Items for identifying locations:
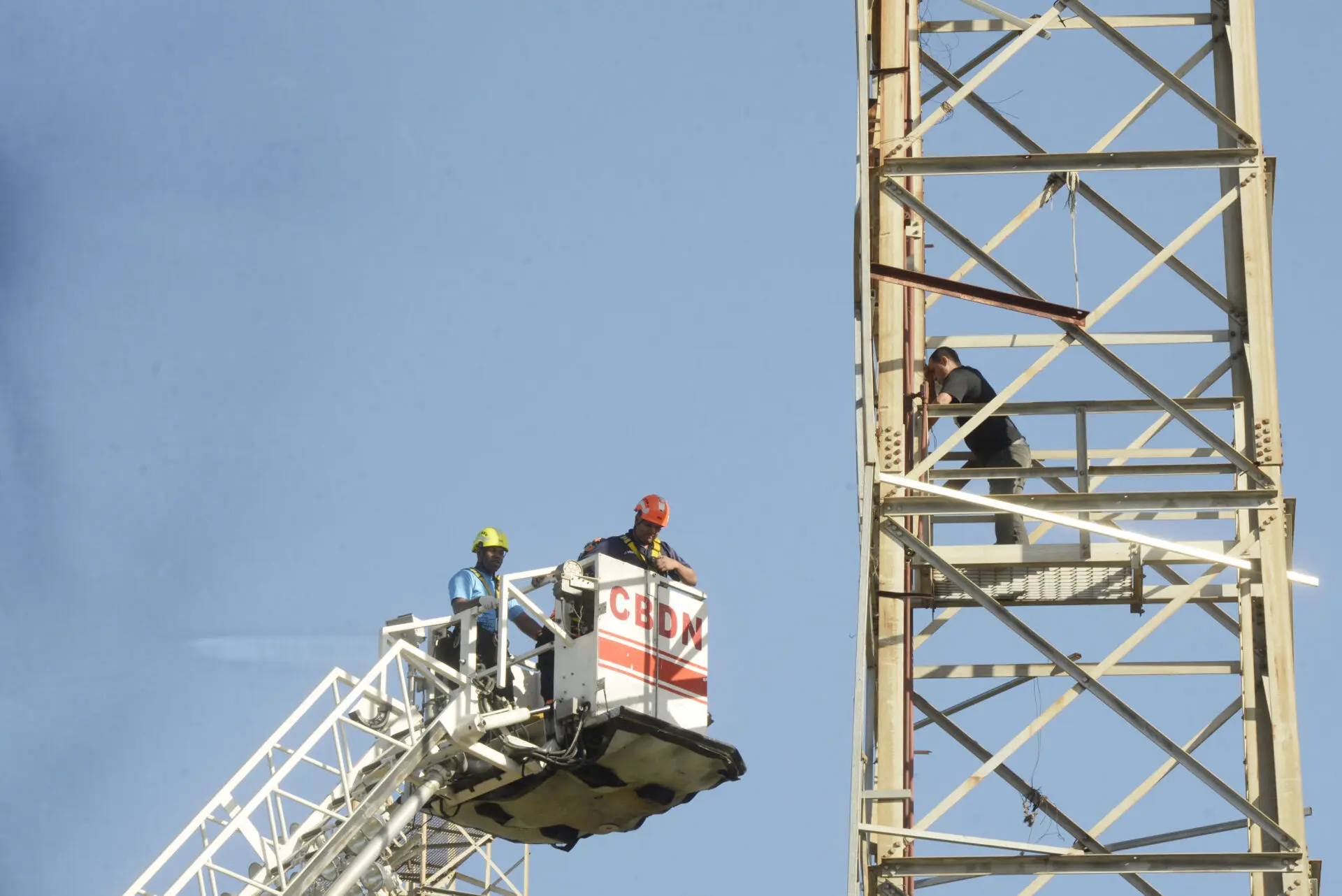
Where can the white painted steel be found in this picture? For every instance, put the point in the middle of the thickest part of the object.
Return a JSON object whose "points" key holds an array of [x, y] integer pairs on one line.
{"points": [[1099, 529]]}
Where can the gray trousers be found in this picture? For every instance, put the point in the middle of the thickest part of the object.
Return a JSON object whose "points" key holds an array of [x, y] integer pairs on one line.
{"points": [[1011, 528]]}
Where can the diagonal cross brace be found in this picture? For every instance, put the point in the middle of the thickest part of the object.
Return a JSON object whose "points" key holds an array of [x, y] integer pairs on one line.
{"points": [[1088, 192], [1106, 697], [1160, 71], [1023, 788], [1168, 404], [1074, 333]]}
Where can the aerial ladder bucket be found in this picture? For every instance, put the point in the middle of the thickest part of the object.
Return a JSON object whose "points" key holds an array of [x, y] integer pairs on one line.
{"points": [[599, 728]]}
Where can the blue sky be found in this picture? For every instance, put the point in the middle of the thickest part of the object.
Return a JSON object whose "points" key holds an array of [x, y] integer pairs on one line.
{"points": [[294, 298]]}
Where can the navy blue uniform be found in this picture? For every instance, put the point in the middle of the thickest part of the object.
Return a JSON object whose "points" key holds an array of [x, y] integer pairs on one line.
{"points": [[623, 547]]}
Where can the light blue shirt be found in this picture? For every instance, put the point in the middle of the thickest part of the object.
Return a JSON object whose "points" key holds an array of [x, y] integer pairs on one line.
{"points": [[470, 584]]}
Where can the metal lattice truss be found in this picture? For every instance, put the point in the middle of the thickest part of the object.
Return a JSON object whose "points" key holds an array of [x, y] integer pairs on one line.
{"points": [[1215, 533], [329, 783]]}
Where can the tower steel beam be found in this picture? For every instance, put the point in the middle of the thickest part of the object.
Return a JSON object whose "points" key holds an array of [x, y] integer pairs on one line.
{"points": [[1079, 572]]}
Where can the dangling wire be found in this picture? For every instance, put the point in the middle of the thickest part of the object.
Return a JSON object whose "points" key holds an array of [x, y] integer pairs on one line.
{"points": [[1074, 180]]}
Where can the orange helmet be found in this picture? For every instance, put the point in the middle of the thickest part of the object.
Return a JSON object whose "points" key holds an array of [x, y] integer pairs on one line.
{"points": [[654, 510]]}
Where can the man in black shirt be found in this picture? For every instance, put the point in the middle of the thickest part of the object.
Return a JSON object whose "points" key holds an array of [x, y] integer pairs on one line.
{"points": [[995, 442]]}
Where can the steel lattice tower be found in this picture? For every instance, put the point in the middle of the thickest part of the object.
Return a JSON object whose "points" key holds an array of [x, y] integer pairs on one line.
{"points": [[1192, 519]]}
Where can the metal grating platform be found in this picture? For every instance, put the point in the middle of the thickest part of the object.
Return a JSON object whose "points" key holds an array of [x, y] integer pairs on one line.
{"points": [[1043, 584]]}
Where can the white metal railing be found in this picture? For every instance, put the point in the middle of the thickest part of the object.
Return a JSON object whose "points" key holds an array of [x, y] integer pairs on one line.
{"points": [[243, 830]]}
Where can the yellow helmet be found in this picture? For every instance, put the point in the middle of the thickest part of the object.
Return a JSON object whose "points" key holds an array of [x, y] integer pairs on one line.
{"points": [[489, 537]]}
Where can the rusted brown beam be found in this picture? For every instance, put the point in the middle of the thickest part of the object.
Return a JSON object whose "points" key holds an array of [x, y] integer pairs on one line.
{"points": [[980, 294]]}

Work required:
Repeat every row above word for word, leaving out the pictures.

Answer in full:
Where can the white painted steel be found in this picture? For every instance, put the point in the middle of the thickest part of the object.
Return a JSON object whose "points" key holds an array of [x, y] integer pairs on one line.
{"points": [[1099, 529]]}
Where can the gray trousers be found in this picture? For every instance, put the point in the middle of the thickest part of the object.
Return a JSON object whose "points" key holds an array of [x, y] integer pairs on one line.
{"points": [[1011, 528]]}
Where can the diagonal cross brace be found in this picture? For every instance, put the point in the middle of the thickest part of the object.
Return a JSON object whose "points" key holds an array of [x, y] integer pairs on one line.
{"points": [[1088, 192], [1106, 697], [1160, 71], [1023, 788], [1168, 404], [1074, 333]]}
Where can the aerial ladder bucket be found in this picture? For every instance, put the point in the middle of the thickest part of the object.
Return a JSON object whose "points" key holds an array of [x, y] integer pairs on one line.
{"points": [[599, 728]]}
Where can the blue sky be found in this picture? For every instance, put the point in the middle of the thickest part of the object.
Return a JSON object whose "points" key holds an array of [x, y] integer pairs on one line.
{"points": [[294, 298]]}
Where can the navy blue uniform be found in this picture? For every instance, put the point in the middle of the thickest part of the object.
Return a JSON object whose "points" key holds an array of [x, y] integer pairs on one line.
{"points": [[623, 547]]}
Where can the light blue shirt be found in this picture? For every instance, put the point in the middle of the thickest part of the object.
Return a JSON object whose "points" key holds an array of [x, y] integer pairs on one line.
{"points": [[470, 584]]}
Where can the metal lattice truss be found in this picture? For every instance, put the point in the middle of the thickest part of the object.
Return a JSON object whose "points" key holds an array of [x, y] integer pairs on one line.
{"points": [[1215, 533], [329, 783]]}
Where can the tower steel beam be found in this picture? For every instance, put the point in the middle of the thickest part of the object.
Return a JSON object whose "points" key holds an array of [x, y] integer pairs on one line.
{"points": [[1079, 572]]}
Where can the dangling wire be found in this picture? For every instance, put the point in the middle of the thickest part of the object.
Return a JSON object whose "points" key holds an array of [x, y] integer pairs on one line.
{"points": [[1074, 180]]}
Where can the orange helmet be found in this picture? For every instance, put the point in the middle of the thickest part of the object.
Return a JSON object whose "points" key holds an array of [x, y] integer pairs on one line.
{"points": [[654, 510]]}
Where can the man in black shirt be found in this picture? For every instance, put the point in the middle of the thickest part of the object.
Return a JSON object whose "points" key holds an array of [x, y] integer pairs on one line.
{"points": [[995, 442]]}
Where can the steel lattice tower be found in this picture? For every instance, put the point in the middle of the thickest part of the object.
Return a JSON object whose "points" key holds an array of [x, y] integer pairs on one line.
{"points": [[1192, 519]]}
Where can the metal grating platform be found in this picture? For every instance, put the point in the middle of the thickest part of the object.
Return a JSON object whose "points" key holds an array of [x, y] integer pairs on one line.
{"points": [[1043, 584]]}
Where can the white metal railing be found in this picture? For every instance, put the point in the middle of the thickest part of the object.
Return a JSON object whose "points" key holds an array of [x, y] integer pairs on one line.
{"points": [[243, 830]]}
Where can the yellow helmet be found in this picture? For every instance, put the point in the middle of the thickest part of the object.
Return a JSON object whose "points" key holds an array of [x, y] integer pairs on one line.
{"points": [[489, 537]]}
Where can the rusted brown beam be found in this picture? For every instance, put the point in the middle of the thickest part of the object.
Return a JSON object whose "points" key holds an array of [x, y] integer pairs on one line.
{"points": [[980, 294]]}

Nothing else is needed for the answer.